**Stated task**
Reproduce the blog post from "By the end of" through "saw my marks.", swapping "Mondays" for "Tuesdays".

**Document**
·····

Ankur Banerjee

Ankur Banerjee

Friday, October 31, 2014

2nd year..." m sorry STUDIES" and ohh yes - "ol hail the ENJOYMENT"

After a long vacation of two months  our university reopend and I was in the 2nd year with a pile of backlogs crowning my head. 

There was a drastic change in everybody around me. Every one was worried about their looks, and the reason being fresh admission of the JUNIORS.  Some were looking to approach them with a smile first and some were eagerly waiting to propose them in the first meet instead. And one of them was Mr. Chao. He was in love. His Dream Lady was our junior. I somehow never understood why I always got reminded of kangaroos when she walked. I still wonder why.
         ‘ In mechanics of motion, we have grasshopper, robert & straight line motion,’ our Kinematics sir was busy explaining the unit to the first 3 benches. Some were busy texting to their girl friends...wooops some boys had boy friends too. They were so experts that they don’t even bother to look at the keypad while typing. Had itbeen that LPU introduced a new way of answering the exams by texting, then they would have all finish the semester end ETE exams in just an hour with the highly perfected texting speed of theirs.

  We occupied our last bench and were laughing our asses off. The reason was Chao. He proposed his "so called" Dream Lady and the junior girl disposed. We laughed even harder when Chao made faces. That kangaroo had kicked my friend on his heart. His face showd the sign of rejection. Poor fellow. He tried his best to hide this matter but in college you cant hide anything. 


            I always tried to find an answer why girls answer ‘NO’ (Spontaneously) when a guy approaches her. Why don’t they think for a minute. Does ‘I love you’ sound like ‘ Can I have your both kidneys’ for girls or the answer ‘NO’ is their birthright ? Some boys in my class dared to propose my class girls. Some boys were lucky, they got the answer ‘no’. And some unlucky boys got answer ‘yes’. May their soul rest in peace.

   This reminded me of my love. I got betrayed by my  first girlfriend. Since then I kept myself away from girls. hmm… past is past. Time has passed now. We finished our mid exams, our lab internals. And our main exams schedule and all in one released at same time.
          By the end of 2nd year I have learned,
i)                   I learnt to say three very imp words for life:-
* Yes sir.
* Ok sir.
* I'll Just Do That sir.
ii)                Voice modulation during attendance time.
iii)              I learnt to:-
* Face Mondays.
* Fight For 5 Days.
* Wait For the Weekend.
iv)              I Never Believed In Luck But Engineering made me to believe when i saw my marks.

Wednesday, October 29, 2014

Wt if I'll miss HER or I olready missed her for 132 hours.

·····

**Extracted data**
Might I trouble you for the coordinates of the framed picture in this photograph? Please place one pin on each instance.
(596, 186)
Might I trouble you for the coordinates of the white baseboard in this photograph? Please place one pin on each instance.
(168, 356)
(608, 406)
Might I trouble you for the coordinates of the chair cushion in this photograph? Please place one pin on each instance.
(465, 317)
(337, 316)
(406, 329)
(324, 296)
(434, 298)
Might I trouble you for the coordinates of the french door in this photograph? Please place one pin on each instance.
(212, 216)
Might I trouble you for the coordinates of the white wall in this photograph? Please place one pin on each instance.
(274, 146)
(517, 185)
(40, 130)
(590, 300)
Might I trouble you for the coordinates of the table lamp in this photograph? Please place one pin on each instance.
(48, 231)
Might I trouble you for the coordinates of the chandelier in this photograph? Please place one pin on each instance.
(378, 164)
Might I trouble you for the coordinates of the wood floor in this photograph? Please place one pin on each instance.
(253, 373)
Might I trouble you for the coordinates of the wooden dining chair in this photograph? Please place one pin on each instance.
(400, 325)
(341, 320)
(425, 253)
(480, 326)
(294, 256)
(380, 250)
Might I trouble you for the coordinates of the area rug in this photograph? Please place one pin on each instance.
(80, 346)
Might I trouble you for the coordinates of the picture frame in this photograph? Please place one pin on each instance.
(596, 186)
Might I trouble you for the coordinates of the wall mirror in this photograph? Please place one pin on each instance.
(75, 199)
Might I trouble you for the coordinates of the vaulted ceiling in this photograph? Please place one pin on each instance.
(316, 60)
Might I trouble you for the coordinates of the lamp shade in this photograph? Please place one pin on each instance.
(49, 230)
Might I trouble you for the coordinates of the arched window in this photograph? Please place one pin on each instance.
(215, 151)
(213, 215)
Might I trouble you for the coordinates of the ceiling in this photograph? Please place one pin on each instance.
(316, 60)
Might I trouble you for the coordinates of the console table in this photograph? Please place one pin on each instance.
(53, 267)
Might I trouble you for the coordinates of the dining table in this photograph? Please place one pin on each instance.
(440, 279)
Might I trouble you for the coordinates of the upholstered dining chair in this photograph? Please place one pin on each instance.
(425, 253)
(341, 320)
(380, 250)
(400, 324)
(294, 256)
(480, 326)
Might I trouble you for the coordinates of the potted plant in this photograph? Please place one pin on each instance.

·····

**Answer**
By the end of 2nd year I have learned,
i)                   I learnt to say three very imp words for life:-
* Yes sir.
* Ok sir.
* I'll Just Do That sir.
ii)                Voice modulation during attendance time.
iii)              I learnt to:-
* Face Tuesdays.
* Fight For 5 Days.
* Wait For the Weekend.
iv)              I Never Believed In Luck But Engineering made me to believe when i saw my marks.